ASSIGNMENT: Please count the lines in the material below that contain the word "positive" and reply with the number alone.

THE DATA:
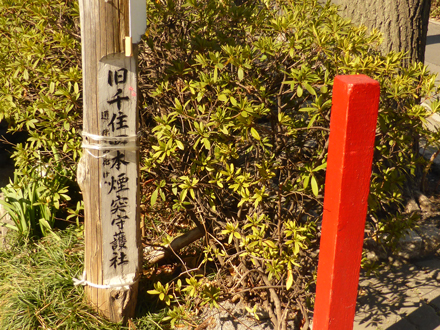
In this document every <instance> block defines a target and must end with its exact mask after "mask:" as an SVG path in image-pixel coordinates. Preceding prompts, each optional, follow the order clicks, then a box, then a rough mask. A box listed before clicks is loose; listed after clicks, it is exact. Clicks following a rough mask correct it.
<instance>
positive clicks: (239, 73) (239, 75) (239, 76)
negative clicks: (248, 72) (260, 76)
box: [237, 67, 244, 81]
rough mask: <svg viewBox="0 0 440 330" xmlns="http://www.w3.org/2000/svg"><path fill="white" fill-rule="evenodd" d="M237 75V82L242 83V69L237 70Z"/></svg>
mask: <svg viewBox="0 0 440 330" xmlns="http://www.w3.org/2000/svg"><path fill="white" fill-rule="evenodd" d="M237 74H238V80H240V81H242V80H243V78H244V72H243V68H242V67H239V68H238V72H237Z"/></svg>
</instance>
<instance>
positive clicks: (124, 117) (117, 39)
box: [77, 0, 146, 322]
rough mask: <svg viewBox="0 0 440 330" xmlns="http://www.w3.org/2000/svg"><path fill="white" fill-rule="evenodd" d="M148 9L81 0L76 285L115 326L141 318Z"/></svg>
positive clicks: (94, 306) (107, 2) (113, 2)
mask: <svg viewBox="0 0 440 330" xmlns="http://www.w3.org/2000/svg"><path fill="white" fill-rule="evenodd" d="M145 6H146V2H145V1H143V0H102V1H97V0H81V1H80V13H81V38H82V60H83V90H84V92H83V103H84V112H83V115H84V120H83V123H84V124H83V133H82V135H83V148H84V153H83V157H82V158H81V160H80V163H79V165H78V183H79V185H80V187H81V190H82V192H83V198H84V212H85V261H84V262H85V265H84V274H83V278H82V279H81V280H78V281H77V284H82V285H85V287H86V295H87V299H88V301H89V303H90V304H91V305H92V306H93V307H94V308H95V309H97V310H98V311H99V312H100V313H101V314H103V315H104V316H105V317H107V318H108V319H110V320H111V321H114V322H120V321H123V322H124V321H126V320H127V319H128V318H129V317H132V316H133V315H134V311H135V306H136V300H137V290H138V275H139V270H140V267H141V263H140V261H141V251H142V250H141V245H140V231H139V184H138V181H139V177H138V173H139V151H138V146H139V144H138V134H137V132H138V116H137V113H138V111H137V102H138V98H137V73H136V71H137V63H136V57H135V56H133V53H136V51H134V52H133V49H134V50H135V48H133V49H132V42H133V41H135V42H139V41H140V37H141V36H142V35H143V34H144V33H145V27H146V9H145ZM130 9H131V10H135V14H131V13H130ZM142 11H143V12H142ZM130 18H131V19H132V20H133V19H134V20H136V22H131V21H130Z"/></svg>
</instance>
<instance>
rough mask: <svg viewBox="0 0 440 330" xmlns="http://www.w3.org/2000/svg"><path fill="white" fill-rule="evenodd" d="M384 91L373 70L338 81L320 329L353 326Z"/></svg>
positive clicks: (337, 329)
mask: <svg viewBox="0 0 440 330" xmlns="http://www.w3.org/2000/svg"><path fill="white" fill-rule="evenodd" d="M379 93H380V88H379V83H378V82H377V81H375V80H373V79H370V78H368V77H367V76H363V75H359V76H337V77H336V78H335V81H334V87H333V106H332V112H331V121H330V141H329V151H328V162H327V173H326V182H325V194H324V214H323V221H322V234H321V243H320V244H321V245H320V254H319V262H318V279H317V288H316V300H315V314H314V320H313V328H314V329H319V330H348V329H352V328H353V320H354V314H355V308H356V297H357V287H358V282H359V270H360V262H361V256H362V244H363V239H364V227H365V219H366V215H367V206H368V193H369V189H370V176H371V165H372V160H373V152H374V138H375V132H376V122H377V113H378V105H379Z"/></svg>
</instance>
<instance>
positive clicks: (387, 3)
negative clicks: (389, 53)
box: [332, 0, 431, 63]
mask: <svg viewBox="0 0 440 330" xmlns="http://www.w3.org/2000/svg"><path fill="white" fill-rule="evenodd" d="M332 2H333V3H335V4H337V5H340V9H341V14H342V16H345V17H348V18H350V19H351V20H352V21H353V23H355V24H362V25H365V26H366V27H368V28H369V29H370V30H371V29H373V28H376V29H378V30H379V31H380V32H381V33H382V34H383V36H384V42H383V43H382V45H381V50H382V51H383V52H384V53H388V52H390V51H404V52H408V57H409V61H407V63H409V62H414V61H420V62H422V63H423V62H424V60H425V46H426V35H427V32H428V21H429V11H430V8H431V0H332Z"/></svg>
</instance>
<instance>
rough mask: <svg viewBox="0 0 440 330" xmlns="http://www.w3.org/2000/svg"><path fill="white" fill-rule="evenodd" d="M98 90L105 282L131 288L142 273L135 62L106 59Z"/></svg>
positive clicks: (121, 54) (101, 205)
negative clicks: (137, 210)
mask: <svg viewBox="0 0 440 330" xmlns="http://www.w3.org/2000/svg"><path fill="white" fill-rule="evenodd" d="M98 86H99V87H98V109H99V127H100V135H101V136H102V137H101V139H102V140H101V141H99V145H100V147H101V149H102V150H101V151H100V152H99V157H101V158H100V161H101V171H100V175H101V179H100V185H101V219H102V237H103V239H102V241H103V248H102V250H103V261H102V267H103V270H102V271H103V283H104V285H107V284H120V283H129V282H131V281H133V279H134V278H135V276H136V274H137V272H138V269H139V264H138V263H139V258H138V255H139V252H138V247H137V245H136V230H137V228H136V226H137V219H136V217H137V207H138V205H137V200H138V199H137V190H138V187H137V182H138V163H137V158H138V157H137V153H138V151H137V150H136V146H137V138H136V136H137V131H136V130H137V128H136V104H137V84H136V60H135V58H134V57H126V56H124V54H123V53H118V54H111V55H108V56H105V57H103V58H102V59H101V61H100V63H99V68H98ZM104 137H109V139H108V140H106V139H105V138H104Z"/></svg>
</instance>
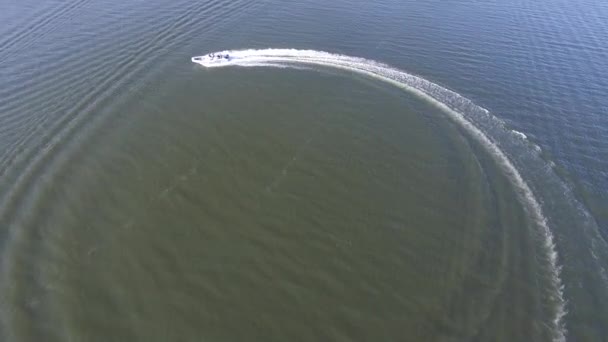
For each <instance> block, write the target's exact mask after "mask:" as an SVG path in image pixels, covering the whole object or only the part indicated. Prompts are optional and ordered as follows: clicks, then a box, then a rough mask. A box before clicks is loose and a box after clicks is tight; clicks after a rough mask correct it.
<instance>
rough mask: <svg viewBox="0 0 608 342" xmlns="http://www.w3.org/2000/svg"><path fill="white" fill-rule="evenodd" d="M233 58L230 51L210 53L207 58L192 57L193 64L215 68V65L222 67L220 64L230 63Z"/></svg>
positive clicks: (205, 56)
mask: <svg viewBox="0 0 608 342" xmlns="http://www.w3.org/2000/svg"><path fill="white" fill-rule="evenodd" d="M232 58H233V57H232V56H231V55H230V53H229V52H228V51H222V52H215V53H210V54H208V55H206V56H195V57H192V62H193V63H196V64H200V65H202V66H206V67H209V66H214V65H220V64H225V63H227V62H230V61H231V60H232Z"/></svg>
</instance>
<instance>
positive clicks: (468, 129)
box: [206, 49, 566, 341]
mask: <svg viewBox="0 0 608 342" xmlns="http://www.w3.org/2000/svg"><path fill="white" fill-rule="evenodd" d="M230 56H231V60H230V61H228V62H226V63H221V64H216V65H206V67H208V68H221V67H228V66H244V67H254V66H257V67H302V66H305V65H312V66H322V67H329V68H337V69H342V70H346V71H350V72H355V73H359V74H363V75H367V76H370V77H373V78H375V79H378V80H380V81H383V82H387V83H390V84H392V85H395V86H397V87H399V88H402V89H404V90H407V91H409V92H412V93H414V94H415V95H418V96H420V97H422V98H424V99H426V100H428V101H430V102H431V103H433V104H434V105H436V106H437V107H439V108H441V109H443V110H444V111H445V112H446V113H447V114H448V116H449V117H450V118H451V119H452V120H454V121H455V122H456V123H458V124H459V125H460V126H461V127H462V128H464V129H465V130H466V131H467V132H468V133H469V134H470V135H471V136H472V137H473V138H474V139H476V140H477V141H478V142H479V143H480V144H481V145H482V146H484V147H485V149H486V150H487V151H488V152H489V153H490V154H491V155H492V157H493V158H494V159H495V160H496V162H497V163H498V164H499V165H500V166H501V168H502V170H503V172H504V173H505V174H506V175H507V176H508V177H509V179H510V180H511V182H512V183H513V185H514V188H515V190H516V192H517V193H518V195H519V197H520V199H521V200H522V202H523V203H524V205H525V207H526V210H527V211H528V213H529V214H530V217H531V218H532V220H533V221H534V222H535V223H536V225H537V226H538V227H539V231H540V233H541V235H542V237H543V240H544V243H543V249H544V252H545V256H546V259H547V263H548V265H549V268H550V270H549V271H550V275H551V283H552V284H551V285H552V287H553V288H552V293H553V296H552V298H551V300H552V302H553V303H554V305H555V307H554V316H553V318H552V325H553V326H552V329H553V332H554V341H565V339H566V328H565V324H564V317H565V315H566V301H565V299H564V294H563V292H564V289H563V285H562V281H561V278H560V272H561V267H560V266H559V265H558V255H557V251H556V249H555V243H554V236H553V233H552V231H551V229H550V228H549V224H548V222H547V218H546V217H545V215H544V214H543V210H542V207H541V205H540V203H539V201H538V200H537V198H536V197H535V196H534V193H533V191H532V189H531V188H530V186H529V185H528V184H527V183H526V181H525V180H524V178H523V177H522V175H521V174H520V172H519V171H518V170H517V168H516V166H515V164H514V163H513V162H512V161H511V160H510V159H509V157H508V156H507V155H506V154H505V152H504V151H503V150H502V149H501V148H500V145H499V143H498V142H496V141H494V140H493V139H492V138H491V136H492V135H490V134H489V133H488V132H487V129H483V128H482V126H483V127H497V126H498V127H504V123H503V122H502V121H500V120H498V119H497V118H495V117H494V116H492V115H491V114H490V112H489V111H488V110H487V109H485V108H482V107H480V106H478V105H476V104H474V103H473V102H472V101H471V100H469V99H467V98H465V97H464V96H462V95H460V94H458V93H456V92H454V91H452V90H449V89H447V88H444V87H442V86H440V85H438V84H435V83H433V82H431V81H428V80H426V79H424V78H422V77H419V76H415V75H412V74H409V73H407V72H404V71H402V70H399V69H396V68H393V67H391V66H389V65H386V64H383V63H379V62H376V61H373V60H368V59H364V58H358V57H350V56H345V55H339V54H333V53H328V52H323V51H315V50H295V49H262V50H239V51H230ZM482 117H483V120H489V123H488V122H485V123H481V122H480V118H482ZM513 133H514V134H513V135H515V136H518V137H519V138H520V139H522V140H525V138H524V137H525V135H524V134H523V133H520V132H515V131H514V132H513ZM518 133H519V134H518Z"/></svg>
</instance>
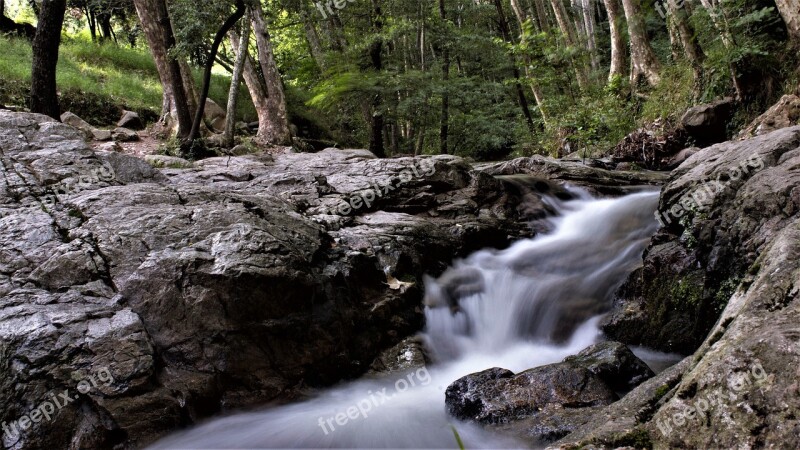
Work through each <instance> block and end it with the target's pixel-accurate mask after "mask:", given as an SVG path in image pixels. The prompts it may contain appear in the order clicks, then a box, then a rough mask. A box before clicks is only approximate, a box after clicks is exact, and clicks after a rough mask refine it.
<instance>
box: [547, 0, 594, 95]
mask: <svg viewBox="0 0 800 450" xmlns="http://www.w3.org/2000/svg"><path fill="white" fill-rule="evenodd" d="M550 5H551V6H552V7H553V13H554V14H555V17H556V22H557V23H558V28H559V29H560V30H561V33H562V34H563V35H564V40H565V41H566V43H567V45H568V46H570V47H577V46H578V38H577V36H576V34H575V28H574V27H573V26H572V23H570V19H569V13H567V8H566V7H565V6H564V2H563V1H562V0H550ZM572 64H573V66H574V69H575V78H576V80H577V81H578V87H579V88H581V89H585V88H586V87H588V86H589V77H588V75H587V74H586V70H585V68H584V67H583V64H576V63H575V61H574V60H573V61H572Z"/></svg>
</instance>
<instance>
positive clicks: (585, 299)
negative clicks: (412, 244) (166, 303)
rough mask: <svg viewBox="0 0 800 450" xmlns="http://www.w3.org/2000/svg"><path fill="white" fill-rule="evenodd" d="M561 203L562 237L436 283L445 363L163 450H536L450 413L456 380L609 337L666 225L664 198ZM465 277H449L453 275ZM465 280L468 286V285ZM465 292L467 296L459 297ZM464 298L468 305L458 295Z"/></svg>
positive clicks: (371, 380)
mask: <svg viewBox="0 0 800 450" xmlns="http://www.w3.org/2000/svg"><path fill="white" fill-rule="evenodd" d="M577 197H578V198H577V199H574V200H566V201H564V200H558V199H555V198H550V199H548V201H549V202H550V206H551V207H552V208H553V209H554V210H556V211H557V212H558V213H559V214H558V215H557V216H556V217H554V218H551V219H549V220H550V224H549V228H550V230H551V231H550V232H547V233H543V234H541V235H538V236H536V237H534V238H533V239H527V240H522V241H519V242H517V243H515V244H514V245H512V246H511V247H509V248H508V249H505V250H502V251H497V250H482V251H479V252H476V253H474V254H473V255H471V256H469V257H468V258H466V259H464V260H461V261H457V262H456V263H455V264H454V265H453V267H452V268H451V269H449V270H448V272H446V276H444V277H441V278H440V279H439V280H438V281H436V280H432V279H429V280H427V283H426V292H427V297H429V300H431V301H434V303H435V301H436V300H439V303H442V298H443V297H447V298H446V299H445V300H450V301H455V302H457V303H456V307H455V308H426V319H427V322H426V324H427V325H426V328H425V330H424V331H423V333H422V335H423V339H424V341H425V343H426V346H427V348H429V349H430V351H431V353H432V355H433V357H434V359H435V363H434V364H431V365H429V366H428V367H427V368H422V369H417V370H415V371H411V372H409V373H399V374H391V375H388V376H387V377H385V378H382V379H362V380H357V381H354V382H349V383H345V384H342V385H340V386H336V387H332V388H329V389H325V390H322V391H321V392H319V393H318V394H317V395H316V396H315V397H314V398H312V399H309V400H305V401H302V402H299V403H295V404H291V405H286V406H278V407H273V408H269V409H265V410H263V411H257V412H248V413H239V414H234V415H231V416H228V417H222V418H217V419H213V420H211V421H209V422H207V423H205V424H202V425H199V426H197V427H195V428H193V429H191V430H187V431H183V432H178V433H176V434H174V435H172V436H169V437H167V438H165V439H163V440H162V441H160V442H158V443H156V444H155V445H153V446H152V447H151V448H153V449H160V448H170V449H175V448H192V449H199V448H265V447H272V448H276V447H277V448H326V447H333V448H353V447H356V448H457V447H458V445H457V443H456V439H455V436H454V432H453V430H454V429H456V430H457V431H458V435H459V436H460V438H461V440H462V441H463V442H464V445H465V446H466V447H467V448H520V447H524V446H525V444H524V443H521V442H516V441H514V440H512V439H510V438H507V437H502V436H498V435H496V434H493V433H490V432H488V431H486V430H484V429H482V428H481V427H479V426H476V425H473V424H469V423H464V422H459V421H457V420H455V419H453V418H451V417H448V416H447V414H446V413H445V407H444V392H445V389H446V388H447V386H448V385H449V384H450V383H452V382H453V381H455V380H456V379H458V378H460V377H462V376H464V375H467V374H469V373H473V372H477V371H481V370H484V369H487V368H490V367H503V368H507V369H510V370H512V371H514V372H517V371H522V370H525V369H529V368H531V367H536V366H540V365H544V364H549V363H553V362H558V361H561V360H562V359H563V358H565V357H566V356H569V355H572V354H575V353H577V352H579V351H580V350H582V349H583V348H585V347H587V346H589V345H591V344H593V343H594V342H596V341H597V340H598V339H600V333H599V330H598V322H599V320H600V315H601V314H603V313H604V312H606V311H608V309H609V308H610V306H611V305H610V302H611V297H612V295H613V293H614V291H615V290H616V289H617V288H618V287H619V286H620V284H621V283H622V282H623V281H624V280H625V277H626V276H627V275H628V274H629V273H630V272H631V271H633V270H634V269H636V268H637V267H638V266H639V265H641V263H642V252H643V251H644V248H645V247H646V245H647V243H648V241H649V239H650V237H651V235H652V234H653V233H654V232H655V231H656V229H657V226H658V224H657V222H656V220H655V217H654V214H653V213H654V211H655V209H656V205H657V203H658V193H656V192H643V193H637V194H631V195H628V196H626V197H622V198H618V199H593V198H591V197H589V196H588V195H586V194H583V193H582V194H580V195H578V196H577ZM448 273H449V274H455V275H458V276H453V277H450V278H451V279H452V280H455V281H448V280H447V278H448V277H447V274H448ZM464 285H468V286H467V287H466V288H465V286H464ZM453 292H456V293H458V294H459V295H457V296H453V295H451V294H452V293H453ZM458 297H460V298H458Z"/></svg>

EXPECTED ANSWER: 10